“Non è il virus che è cambiato, siamo noi che abbiamo imparato a proteggerci e a difenderci”. Lo ha detto la virologa Ilaria Capua commentando – in collegamento con il programma di Radio2 ‘Non è un Paese per giovani’ – le parole di Alberto Zangrillo, direttore della terapia intensiva dell’ospedale San Raffaele di Milano.
“Io credo, immagino e interpreto quello che dice Zangrillo dall’altro lato: non è il virus che è cambiato, siamo noi che abbiamo imparato a proteggerci e a difenderci. Noi adesso – ha detto la virologa – abbiamo innanzitutto una malattia che sappiamo curare, perché cinque mesi fa non la sapevamo curare. Abbiamo messo in piedi un sistema di controllo, anche di attenzione precoce ai pazienti che possono avere le forme più gravi, e abbiamo capito quali solo le categorie più fragili”.

Dati di ancoraggio delle espressioni referenziali
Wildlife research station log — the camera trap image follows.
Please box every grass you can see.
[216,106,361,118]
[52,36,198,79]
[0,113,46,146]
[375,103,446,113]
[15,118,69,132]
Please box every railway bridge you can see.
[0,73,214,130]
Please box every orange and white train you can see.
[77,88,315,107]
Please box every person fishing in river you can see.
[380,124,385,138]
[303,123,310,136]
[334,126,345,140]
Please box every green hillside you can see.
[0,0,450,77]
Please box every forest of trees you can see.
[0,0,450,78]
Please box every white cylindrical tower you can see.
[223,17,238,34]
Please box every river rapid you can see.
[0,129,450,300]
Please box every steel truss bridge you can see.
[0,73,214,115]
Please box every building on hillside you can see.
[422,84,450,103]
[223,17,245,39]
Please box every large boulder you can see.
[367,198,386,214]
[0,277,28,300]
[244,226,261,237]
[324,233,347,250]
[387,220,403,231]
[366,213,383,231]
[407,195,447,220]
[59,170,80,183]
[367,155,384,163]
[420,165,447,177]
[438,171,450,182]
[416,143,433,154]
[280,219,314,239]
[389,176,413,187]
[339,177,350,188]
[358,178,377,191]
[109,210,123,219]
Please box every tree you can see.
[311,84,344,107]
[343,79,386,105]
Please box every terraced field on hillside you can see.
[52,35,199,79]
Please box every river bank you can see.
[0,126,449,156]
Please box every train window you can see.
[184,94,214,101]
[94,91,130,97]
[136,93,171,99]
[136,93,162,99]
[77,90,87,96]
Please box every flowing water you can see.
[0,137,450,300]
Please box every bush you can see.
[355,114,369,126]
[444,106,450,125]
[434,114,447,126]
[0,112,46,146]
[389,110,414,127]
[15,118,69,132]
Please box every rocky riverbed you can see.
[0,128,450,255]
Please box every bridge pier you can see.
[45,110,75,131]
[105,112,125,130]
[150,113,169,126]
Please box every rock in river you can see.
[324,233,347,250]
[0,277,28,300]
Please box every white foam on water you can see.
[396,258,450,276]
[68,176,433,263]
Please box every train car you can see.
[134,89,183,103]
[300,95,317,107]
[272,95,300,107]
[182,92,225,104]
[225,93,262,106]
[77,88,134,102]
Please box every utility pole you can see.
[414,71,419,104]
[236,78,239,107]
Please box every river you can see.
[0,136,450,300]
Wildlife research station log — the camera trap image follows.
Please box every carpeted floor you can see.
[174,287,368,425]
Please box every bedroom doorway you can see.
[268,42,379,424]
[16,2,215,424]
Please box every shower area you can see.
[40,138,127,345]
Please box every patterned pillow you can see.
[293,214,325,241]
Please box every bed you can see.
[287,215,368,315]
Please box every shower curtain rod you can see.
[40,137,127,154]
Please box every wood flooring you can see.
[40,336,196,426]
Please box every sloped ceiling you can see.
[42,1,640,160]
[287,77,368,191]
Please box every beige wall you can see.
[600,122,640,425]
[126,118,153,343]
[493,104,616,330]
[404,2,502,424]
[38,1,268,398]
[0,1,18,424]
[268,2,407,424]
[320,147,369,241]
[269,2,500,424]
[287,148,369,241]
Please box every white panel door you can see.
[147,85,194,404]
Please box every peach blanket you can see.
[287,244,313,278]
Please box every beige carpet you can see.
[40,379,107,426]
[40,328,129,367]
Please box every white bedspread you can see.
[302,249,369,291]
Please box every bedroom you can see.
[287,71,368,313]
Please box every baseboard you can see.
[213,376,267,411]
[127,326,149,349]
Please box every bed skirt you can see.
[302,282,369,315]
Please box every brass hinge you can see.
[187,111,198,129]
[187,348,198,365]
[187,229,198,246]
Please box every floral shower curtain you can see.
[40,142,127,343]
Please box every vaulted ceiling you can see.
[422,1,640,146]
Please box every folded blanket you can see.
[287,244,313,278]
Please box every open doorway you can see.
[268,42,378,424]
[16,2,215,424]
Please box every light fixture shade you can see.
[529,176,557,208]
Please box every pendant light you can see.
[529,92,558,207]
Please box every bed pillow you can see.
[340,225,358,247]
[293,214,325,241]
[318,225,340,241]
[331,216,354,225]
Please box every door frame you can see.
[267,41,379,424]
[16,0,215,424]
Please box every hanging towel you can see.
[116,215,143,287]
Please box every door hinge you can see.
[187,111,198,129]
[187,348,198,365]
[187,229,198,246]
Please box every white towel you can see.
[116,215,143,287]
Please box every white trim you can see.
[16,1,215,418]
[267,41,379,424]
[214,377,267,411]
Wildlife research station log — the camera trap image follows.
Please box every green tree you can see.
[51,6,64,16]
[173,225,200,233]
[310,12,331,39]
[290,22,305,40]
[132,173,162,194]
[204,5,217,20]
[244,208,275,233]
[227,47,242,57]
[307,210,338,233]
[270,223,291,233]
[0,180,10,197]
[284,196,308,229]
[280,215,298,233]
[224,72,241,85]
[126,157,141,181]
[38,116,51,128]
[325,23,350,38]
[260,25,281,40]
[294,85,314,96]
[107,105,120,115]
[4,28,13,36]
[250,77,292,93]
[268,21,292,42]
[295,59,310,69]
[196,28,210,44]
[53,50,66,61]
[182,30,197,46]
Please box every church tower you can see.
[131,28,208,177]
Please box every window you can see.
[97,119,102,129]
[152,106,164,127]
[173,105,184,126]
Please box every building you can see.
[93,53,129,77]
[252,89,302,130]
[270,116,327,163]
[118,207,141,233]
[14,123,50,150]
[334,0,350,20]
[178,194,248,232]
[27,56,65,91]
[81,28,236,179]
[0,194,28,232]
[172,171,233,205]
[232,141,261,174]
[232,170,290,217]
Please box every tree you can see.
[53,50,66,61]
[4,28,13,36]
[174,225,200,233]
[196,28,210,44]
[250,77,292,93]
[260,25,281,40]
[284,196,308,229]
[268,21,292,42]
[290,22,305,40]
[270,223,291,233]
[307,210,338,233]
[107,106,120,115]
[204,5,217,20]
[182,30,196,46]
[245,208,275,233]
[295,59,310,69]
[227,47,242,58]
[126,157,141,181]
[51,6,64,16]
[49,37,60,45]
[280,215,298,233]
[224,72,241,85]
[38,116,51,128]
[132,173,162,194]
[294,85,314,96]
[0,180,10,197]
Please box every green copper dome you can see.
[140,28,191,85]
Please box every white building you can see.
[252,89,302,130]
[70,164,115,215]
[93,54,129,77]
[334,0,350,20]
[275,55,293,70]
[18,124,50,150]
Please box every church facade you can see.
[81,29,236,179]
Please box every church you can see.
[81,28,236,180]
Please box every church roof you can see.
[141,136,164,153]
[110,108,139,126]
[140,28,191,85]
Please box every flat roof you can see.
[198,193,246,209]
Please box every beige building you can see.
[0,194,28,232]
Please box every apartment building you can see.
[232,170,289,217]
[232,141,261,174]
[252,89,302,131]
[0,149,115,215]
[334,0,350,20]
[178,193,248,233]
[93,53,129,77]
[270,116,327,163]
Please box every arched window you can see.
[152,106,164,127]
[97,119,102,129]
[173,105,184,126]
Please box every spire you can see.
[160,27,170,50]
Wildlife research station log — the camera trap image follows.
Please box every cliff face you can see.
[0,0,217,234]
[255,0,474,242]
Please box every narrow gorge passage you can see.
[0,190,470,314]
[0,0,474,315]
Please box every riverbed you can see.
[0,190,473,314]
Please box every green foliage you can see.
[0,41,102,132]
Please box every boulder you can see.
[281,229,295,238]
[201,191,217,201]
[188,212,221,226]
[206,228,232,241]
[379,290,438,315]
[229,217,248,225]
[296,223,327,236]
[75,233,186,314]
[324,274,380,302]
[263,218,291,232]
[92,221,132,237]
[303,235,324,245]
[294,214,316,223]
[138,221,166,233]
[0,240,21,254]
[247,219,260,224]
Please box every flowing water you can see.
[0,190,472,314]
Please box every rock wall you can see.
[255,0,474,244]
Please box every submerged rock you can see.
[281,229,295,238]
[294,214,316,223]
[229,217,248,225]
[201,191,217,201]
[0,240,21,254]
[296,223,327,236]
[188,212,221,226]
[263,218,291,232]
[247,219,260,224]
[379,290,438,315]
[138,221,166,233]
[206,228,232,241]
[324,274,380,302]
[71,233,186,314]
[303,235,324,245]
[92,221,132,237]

- _AZIONE RICHIESTA 1_:
Nel testo fornito, a che cosa attribuisce Ilaria Capua il cambiamento della situazione, visto che esclude che sia cambiato il virus? Spiegalo in una o due frasi.
- _AZIONE RICHIESTA 2_:
Traduci in inglese questa frase del testo fornito: "Lo ha detto la virologa Ilaria Capua commentando – in collegamento con il programma di Radio2 ‘Non è un Paese per giovani’ – le parole di Alberto Zangrillo, direttore della terapia intensiva dell’ospedale San Raffaele di Milano."
- _AZIONE RICHIESTA 3_:
Rispondi a queste domande sul testo fornito:
(a) Quale incarico ricopre Alberto Zangrillo?
(b) Quanti mesi prima, secondo Capua, non si sapeva curare la malattia?
(c) Su quale emittente va in onda il programma a cui Capua era collegata?

- _RISPOSTA AL COMPITO 1_:
Secondo Capua non è cambiato il virus, ma siamo noi ad aver imparato a proteggerci e a difenderci. Ora sappiamo curare la malattia e abbiamo messo in piedi un sistema di controllo e di attenzione precoce ai pazienti che possono avere le forme più gravi.

- _RISPOSTA AL COMPITO 2_:
Virologist Ilaria Capua said this while commenting, speaking live on the Radio2 program ‘Non è un Paese per giovani’, on the words of Alberto Zangrillo, director of the intensive care unit at San Raffaele Hospital in Milan.

- _RISPOSTA AL COMPITO 3_:
(a) È direttore della terapia intensiva dell’ospedale San Raffaele di Milano.
(b) Cinque mesi prima.
(c) Su Radio2.